Repeat the listing that comes next, leaving nothing out and changing nothing.

(Provided information begins)

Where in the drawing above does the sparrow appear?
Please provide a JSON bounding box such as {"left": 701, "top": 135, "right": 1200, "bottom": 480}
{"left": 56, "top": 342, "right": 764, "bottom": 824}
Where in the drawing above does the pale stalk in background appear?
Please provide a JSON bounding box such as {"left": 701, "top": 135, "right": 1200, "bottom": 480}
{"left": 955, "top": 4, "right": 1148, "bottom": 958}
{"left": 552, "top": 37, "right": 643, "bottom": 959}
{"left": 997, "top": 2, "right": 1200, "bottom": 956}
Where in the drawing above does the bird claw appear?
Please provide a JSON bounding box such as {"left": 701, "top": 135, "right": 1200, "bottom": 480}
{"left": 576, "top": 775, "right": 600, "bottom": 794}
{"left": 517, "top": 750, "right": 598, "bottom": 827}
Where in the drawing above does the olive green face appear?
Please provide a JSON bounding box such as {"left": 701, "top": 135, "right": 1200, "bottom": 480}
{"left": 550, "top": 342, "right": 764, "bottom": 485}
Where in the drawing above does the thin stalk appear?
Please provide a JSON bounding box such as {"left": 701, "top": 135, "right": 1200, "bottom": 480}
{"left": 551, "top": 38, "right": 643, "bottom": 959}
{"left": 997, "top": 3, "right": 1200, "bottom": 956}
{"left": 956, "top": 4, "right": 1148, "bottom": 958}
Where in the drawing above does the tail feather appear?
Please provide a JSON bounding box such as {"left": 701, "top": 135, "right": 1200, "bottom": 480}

(Provided information ends)

__Task solution__
Where in the drawing above does the sparrow appear?
Please provide a JSON bounding box such as {"left": 701, "top": 135, "right": 1200, "bottom": 480}
{"left": 56, "top": 342, "right": 764, "bottom": 824}
Where in the drawing above does the pale stalk in background appear?
Please provide a JSON bounding box such as {"left": 701, "top": 135, "right": 1200, "bottom": 480}
{"left": 955, "top": 4, "right": 1148, "bottom": 958}
{"left": 552, "top": 37, "right": 643, "bottom": 959}
{"left": 997, "top": 2, "right": 1200, "bottom": 956}
Where in the drawing above does the bird claw appear?
Please provide a JSON bounding box such as {"left": 701, "top": 135, "right": 1200, "bottom": 480}
{"left": 576, "top": 775, "right": 600, "bottom": 794}
{"left": 517, "top": 750, "right": 598, "bottom": 827}
Where in the drawing above does the olive green face appear?
Please provide a JSON bounding box such as {"left": 701, "top": 135, "right": 1200, "bottom": 480}
{"left": 550, "top": 342, "right": 764, "bottom": 485}
Where in the drawing above does the thin stalk appear?
Please provide a JSON bounding box such as {"left": 701, "top": 135, "right": 1200, "bottom": 480}
{"left": 551, "top": 38, "right": 643, "bottom": 959}
{"left": 997, "top": 3, "right": 1200, "bottom": 956}
{"left": 956, "top": 4, "right": 1148, "bottom": 958}
Where in the drawing above does the tail feather appear?
Please provide a JSON bounding box such as {"left": 701, "top": 135, "right": 1200, "bottom": 480}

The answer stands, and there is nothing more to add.